Saved entries
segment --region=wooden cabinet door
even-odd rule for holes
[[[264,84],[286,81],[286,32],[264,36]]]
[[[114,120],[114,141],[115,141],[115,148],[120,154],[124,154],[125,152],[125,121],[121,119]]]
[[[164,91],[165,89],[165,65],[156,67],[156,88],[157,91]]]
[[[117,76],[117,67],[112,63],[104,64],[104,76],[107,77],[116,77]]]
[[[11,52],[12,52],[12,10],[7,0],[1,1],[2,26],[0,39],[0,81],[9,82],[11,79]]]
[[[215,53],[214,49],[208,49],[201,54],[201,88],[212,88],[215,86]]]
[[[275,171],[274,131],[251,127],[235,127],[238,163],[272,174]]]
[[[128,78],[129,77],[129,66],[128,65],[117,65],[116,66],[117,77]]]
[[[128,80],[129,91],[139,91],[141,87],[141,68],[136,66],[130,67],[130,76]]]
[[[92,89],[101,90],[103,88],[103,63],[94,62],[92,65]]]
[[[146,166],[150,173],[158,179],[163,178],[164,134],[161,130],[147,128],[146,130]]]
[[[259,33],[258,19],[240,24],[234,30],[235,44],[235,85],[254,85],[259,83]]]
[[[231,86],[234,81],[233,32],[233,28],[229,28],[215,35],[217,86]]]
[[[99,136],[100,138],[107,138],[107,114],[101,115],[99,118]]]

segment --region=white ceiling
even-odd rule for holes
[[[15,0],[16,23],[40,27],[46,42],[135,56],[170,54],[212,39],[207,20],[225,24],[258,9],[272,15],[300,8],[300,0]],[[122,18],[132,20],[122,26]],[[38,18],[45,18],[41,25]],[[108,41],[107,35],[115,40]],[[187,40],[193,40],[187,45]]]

◆ **Problem to solve**
Read the records above. Show each line that has the string "region".

◆ **Solution to this exercise**
segment --region=wooden cabinet door
segment --region=white ceiling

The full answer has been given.